● Problem
Rewrite in full the lines starting at the one containing "like x=79, y=250." and ending at the one containing "x=233, y=76", multiplying every x and y coordinate given as an answer by 1.7 and rounding to the nearest whole number, with halves rounded up. Keep the sample point after each "each point written like" unchanged.

● Provided information
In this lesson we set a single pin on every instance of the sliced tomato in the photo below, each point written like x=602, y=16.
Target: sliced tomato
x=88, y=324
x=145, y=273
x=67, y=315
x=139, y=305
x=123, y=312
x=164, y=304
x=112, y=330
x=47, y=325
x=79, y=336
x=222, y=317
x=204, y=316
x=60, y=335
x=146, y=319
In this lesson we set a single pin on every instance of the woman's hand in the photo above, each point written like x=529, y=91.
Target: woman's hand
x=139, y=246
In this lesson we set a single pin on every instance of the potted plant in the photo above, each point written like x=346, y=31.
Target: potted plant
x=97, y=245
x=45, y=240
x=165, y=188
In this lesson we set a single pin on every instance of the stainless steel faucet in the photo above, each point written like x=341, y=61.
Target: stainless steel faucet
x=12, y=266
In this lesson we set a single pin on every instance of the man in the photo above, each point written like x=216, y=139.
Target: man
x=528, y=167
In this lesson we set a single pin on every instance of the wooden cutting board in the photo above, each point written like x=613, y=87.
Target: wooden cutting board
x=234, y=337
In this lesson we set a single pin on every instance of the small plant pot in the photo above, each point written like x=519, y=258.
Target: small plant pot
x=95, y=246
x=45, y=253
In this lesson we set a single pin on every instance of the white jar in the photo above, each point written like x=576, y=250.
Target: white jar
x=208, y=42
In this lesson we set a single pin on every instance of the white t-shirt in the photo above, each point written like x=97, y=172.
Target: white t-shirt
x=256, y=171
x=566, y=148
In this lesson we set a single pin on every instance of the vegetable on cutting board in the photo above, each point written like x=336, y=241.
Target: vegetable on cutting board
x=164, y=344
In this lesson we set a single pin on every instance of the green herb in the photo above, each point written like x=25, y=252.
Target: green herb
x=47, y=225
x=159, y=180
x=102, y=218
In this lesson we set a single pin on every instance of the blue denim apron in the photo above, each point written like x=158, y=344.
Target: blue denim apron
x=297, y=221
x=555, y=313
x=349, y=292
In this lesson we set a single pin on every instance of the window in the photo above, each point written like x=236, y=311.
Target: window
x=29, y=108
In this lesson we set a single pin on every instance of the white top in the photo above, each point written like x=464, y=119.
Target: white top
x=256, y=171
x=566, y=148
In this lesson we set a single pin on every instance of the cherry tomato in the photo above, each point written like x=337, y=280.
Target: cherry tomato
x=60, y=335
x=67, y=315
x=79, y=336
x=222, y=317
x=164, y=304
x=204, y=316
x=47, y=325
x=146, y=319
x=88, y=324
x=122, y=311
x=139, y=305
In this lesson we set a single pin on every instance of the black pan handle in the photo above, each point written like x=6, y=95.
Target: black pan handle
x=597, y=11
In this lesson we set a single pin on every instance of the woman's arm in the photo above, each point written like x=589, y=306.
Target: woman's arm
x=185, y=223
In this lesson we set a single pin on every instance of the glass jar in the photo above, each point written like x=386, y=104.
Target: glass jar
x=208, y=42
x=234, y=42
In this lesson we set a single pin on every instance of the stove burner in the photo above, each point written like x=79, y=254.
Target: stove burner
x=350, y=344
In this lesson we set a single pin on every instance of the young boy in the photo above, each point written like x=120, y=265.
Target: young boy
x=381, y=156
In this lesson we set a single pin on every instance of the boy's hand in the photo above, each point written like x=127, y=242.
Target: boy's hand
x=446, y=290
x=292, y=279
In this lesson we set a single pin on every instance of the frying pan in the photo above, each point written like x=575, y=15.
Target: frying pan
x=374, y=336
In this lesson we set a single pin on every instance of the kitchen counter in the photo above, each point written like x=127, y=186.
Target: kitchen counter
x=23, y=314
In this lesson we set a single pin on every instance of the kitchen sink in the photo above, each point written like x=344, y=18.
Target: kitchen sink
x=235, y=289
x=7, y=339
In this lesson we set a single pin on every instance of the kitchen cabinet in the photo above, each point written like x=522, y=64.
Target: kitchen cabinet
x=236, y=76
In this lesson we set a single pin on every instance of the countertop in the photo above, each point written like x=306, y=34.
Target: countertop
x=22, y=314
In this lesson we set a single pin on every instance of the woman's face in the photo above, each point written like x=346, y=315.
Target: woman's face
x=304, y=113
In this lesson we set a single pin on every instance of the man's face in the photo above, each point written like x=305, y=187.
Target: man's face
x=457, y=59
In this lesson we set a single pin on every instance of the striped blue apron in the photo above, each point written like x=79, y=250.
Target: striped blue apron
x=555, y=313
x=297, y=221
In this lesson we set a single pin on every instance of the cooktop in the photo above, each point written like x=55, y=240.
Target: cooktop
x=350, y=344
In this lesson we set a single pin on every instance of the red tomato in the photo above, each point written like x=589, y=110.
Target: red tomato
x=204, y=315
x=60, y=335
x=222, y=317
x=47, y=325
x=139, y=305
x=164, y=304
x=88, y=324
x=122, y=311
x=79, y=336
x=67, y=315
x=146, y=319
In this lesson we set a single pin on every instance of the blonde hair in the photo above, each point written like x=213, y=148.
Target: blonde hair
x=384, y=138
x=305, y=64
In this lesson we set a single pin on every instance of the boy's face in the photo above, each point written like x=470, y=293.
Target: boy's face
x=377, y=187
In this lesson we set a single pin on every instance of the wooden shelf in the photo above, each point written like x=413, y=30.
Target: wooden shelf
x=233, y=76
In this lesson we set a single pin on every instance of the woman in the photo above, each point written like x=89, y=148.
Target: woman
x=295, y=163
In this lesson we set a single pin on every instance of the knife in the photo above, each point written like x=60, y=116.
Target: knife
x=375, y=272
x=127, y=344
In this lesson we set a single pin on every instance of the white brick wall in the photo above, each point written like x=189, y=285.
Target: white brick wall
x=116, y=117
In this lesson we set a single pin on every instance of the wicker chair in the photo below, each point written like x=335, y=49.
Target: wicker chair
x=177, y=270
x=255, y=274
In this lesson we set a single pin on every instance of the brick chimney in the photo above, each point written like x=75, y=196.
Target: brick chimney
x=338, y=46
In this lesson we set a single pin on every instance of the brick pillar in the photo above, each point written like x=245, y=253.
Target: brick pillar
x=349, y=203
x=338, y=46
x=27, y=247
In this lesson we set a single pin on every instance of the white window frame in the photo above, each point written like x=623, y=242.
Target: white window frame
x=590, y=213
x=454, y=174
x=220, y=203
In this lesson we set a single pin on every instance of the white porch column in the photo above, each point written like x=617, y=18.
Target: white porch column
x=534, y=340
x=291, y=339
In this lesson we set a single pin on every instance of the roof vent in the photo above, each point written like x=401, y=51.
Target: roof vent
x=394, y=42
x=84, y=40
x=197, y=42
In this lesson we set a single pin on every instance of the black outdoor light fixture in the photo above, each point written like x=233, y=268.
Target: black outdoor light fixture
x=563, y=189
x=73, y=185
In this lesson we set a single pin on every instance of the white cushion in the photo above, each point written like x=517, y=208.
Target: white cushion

● Exercise output
In this lesson we set a single pin on every instance of the striped blue apron in the photo above, each point written like x=79, y=250.
Target: striped blue apron
x=944, y=532
x=505, y=376
In this lesson we set a single pin on every instance of the cooktop in the photo above, each point written like x=55, y=240.
Target: cooktop
x=595, y=585
In this lesson we set a single pin on every instance of the red tomato in the photo above, each point written like x=589, y=110.
Target: red tomato
x=347, y=536
x=102, y=570
x=377, y=539
x=80, y=553
x=236, y=519
x=279, y=517
x=150, y=551
x=207, y=529
x=134, y=571
x=114, y=536
x=248, y=542
In this lesson we set a single pin on every instance of the blonde hair in the photo above, each point written like x=213, y=148.
Target: blonde hair
x=653, y=235
x=519, y=109
In this lesson we set a single pin on every instance of the boy's face in the photo above, each point written like x=470, y=293.
Target: boy's face
x=641, y=318
In this lesson we set a single pin on every instance of the wooden shelf in the photo above, each point written like x=413, y=30.
Target: wooden shelf
x=396, y=129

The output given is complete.